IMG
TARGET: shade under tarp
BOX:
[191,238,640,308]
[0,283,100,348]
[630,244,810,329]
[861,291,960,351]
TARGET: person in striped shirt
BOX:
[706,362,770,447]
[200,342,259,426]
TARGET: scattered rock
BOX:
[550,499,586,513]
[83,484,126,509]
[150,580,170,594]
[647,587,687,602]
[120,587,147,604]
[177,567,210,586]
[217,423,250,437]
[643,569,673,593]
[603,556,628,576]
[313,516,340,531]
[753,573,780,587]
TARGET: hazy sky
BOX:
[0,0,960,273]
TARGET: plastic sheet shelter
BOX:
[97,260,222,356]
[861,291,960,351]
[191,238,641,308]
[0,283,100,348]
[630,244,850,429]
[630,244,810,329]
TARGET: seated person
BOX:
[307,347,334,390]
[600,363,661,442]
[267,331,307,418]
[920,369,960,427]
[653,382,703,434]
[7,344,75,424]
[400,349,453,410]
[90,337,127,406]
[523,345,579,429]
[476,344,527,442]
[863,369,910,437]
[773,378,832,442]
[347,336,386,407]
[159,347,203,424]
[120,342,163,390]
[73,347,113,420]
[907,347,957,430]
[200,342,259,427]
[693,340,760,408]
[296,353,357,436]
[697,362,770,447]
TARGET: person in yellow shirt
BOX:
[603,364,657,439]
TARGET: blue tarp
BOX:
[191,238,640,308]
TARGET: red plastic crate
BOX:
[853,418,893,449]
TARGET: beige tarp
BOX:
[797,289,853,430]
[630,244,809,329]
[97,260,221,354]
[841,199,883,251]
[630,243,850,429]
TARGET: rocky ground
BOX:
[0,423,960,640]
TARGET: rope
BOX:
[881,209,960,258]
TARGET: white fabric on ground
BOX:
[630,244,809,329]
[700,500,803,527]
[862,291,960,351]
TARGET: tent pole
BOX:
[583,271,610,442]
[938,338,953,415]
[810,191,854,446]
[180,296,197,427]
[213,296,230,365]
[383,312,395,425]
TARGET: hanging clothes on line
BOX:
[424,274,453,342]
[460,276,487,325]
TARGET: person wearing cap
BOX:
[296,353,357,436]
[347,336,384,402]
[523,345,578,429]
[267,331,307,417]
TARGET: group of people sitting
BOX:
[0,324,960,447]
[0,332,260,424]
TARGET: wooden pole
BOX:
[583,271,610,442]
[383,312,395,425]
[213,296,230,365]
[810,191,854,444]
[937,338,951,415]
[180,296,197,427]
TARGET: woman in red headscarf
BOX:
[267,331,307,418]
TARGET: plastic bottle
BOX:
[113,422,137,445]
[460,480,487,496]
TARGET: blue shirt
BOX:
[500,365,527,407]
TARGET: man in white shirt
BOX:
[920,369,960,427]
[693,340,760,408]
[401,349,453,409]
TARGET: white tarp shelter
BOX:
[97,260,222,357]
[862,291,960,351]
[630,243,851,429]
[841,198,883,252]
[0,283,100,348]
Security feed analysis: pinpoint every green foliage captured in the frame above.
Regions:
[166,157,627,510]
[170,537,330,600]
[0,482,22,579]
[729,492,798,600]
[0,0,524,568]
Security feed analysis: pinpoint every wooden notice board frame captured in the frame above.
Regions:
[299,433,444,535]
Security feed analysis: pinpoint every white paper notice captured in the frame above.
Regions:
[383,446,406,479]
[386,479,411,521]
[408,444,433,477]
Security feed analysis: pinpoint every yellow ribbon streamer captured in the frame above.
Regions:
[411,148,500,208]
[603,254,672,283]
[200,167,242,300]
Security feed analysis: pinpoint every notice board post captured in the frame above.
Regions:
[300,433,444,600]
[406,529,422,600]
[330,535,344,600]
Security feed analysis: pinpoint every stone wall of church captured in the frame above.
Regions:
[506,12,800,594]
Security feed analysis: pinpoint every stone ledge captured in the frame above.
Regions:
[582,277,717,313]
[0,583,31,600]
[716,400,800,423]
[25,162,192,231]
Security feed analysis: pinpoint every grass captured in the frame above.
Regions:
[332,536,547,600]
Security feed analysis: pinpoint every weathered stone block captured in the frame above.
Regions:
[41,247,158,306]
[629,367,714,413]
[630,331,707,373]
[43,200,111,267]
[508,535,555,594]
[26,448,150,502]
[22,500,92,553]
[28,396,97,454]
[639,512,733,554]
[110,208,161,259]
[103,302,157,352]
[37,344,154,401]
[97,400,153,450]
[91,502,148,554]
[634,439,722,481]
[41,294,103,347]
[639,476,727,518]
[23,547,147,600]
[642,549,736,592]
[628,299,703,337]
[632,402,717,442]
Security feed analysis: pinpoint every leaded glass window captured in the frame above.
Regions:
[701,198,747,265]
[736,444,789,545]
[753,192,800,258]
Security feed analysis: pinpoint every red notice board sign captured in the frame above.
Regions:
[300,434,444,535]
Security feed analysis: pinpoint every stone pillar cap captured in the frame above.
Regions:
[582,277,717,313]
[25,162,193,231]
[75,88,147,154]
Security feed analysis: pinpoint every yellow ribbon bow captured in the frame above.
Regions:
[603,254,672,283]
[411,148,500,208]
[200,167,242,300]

++++

» **TASK STATEMENT**
Please reproduce the stretch from the start of the entries above through the line containing "[200,342,259,426]", both ends included and requests kept. Multiply every box coordinate in the answers by 1.9, rounding to whole numbers with halves rounded up, and give only those lines.

» **WRITTEN RESPONSE**
IMG
TARGET: shade under tarp
BOX:
[363,452,1216,585]
[0,538,190,661]
[1197,464,1539,625]
[1636,553,1824,667]
TARGET: person in striped shirt
BOX:
[1341,688,1463,849]
[380,650,492,809]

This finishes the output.